▶ **Problem to solve**
Reproduce the lines of the material below verbatim, beginning with the line that contains "point: grass field" and ending with the line that contains "column 302, row 259", both included.

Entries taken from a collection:

· · · ·

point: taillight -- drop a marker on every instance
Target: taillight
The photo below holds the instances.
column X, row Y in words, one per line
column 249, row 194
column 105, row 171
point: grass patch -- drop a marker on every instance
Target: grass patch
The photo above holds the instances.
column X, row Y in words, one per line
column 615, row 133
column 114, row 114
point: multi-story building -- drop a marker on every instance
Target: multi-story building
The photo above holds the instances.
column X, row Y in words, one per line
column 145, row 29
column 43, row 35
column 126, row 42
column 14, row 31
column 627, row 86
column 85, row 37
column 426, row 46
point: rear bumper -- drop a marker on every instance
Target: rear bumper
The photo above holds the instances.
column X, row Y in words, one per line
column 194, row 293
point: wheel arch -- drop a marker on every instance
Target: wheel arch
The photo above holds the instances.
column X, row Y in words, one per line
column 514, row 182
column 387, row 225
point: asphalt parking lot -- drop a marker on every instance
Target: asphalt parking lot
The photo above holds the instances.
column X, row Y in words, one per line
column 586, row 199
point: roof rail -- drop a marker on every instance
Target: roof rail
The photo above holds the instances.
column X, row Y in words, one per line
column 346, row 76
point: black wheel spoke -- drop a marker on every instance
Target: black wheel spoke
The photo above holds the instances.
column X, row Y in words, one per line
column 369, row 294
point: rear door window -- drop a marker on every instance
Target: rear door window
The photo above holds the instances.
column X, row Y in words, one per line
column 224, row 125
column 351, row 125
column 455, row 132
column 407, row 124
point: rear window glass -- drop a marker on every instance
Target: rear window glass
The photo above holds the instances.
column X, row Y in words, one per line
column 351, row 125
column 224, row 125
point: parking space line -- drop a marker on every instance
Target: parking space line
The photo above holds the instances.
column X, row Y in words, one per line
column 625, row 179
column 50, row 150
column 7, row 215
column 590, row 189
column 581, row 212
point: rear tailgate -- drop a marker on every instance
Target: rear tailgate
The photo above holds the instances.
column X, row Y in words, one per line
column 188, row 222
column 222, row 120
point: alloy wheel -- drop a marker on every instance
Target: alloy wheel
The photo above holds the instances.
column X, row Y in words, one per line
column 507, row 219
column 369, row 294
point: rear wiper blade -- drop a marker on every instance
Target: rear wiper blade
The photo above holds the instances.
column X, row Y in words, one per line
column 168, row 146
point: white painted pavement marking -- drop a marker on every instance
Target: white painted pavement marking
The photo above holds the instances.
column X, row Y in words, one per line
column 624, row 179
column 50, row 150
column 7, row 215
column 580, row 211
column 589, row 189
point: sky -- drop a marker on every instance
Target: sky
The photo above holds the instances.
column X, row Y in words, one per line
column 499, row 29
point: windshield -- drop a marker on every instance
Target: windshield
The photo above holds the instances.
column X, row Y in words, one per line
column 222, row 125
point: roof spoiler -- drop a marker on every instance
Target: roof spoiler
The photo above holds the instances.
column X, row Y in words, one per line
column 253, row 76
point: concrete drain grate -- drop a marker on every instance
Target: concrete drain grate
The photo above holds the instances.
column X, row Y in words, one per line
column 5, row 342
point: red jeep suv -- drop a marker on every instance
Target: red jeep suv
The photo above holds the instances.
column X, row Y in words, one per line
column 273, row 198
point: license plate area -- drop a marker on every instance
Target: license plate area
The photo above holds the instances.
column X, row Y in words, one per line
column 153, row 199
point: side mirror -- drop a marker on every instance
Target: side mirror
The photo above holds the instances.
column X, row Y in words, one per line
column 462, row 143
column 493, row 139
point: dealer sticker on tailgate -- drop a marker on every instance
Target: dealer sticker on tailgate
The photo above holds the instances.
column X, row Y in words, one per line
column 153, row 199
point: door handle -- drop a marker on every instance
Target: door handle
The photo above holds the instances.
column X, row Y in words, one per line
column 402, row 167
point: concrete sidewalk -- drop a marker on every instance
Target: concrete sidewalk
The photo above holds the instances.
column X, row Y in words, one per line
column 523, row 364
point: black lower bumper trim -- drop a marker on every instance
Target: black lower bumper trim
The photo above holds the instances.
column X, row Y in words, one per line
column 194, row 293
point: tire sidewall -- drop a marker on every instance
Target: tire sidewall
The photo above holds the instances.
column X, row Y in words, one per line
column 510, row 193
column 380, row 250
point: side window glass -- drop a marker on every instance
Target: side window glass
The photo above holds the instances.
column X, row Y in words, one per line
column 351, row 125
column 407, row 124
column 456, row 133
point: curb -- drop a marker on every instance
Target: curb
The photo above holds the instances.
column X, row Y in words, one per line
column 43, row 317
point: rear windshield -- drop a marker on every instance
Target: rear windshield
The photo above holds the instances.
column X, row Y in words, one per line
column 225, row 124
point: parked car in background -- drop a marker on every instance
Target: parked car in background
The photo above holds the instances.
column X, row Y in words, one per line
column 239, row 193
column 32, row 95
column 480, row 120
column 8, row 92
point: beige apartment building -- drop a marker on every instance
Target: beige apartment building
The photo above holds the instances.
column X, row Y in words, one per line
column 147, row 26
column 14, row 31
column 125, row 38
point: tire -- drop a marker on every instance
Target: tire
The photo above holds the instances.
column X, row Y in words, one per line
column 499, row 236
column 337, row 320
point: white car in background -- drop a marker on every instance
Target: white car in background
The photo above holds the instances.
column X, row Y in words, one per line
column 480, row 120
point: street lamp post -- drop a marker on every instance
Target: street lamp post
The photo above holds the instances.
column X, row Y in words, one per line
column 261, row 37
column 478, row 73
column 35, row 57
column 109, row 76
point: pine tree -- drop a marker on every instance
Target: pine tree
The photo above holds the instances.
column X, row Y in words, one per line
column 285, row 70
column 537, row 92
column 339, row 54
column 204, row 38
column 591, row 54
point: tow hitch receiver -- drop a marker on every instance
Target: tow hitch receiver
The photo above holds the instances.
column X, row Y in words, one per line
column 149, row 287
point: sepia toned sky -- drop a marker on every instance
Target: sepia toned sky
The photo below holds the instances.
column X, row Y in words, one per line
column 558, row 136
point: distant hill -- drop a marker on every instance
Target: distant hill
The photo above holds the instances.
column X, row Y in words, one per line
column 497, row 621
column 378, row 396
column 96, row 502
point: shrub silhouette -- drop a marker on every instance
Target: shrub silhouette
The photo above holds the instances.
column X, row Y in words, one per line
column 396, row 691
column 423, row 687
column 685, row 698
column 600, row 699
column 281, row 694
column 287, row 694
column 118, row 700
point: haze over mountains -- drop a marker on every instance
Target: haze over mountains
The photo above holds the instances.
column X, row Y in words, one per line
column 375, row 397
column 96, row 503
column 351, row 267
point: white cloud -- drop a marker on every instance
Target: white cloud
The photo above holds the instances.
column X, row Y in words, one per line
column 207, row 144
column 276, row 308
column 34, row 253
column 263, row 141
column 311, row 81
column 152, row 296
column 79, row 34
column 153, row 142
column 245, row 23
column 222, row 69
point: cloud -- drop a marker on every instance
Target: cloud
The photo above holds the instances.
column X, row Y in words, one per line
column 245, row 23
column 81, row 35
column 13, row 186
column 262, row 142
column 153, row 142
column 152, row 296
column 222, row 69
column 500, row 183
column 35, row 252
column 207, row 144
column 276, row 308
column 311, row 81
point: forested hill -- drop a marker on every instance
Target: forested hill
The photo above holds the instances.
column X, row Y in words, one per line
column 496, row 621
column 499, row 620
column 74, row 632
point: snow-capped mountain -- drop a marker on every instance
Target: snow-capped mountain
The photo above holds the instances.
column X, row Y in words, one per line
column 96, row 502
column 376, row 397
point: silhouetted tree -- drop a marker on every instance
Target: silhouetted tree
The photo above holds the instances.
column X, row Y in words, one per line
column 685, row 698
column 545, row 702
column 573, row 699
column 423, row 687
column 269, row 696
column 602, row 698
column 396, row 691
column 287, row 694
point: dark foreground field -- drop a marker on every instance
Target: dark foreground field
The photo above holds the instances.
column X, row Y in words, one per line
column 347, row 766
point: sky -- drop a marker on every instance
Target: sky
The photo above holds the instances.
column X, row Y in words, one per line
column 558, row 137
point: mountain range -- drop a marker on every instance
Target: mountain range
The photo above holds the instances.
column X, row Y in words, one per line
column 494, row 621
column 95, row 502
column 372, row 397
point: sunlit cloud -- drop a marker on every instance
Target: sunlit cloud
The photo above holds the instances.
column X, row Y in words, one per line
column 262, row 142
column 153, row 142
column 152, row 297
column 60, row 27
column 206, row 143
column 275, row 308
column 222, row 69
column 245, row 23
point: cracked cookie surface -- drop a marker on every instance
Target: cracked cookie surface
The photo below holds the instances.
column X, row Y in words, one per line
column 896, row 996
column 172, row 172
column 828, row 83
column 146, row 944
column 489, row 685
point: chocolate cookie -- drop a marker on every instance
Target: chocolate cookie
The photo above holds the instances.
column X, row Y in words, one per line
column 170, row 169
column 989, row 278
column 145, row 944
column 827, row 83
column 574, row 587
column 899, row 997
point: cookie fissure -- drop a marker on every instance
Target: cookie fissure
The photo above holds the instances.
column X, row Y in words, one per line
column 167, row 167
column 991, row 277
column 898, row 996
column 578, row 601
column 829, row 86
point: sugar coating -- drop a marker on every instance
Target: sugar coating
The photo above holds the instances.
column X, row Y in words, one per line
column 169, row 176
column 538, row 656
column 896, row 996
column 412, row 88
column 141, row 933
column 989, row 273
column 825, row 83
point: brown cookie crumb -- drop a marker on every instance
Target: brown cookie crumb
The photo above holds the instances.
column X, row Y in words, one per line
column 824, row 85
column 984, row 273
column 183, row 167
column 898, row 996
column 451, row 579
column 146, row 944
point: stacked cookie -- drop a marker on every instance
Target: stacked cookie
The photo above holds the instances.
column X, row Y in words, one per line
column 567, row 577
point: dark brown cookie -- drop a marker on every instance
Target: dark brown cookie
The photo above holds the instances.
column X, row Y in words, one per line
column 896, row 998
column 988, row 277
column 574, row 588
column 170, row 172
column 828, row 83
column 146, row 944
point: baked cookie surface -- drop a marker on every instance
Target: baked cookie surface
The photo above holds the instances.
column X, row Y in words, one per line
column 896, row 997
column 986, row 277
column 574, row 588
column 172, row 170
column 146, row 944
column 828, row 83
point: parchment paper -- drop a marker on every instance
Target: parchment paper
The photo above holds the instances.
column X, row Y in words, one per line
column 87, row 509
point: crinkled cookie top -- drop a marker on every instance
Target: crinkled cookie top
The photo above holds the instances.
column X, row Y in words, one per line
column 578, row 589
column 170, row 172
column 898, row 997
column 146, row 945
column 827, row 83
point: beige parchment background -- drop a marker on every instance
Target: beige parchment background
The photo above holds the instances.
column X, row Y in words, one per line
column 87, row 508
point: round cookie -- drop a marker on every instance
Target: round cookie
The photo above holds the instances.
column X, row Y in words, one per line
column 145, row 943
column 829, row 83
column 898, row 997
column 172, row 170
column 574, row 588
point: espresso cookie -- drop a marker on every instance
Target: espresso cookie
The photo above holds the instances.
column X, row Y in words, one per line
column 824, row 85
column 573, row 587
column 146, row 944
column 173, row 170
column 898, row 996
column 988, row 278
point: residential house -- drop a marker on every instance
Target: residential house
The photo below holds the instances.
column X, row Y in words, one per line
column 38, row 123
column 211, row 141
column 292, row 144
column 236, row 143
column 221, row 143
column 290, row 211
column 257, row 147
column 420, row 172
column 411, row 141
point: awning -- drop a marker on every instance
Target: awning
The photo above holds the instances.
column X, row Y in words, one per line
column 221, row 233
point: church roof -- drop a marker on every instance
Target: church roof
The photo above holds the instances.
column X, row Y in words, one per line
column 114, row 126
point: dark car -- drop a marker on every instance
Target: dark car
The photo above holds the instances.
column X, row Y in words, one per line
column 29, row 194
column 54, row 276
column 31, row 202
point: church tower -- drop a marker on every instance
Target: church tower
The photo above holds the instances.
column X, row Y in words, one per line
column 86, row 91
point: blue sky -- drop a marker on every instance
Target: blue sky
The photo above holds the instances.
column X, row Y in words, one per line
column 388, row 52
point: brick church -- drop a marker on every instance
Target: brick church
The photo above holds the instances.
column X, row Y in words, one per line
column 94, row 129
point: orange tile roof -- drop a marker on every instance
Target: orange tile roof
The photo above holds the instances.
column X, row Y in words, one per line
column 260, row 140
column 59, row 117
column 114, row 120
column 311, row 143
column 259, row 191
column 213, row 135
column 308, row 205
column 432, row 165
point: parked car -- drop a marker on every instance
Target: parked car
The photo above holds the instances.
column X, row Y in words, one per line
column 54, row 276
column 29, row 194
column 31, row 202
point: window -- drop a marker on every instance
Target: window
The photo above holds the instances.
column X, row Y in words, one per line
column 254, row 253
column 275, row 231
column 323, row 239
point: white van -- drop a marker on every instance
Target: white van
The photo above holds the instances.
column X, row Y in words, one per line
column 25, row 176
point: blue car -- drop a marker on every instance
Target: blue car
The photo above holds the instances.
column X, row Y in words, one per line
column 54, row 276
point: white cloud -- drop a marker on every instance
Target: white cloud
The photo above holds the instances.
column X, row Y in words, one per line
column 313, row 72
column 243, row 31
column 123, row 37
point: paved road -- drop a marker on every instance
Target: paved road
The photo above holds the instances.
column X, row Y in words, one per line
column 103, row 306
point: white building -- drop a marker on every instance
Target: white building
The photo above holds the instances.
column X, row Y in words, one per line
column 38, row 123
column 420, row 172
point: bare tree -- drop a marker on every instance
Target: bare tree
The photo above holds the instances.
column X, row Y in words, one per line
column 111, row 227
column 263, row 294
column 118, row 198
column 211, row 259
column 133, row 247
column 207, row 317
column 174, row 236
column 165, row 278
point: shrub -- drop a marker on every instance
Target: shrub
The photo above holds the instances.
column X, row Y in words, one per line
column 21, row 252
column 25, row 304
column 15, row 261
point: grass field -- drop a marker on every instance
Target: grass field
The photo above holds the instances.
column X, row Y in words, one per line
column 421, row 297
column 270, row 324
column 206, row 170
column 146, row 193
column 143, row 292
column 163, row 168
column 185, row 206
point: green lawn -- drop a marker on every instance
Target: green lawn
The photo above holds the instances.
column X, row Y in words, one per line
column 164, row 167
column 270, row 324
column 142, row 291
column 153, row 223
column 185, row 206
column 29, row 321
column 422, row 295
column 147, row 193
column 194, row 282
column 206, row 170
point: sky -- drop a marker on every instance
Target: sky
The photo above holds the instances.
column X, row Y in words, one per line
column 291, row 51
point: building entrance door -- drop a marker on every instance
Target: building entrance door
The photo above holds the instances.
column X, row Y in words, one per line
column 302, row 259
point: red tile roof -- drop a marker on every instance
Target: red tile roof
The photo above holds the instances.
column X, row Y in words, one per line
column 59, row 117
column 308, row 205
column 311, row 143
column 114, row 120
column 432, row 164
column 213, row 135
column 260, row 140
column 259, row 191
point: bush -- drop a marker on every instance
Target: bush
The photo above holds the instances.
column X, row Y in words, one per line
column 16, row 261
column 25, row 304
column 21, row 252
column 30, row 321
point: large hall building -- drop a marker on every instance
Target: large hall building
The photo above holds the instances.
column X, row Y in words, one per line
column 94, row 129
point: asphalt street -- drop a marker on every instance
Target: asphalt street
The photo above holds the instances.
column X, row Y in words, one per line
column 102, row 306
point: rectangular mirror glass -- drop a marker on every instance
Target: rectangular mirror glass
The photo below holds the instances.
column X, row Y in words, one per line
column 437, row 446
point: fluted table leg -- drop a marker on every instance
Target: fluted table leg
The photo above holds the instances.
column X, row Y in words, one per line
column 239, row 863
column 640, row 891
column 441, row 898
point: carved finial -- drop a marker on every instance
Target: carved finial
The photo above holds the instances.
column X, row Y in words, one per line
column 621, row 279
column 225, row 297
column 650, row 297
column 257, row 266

· · · ·

▶ **Task solution**
point: grass field -- drop a marker on every instance
Target: grass field
The photo above holds the instances.
column X, row Y in words, one per line
column 421, row 297
column 270, row 324
column 206, row 170
column 146, row 193
column 143, row 292
column 163, row 168
column 185, row 206
point: green lawn -- drop a marker on every instance
Target: green lawn
The photo above holds the instances.
column X, row Y in words, one per line
column 164, row 167
column 270, row 324
column 142, row 291
column 153, row 223
column 185, row 206
column 29, row 321
column 422, row 295
column 147, row 193
column 194, row 282
column 206, row 170
point: sky -- drop a marker on every instance
Target: sky
The photo above holds the instances.
column X, row Y in words, one per line
column 291, row 51
point: building entrance door -- drop a marker on every instance
Target: building entrance door
The photo above holds the instances.
column X, row Y in words, one per line
column 302, row 259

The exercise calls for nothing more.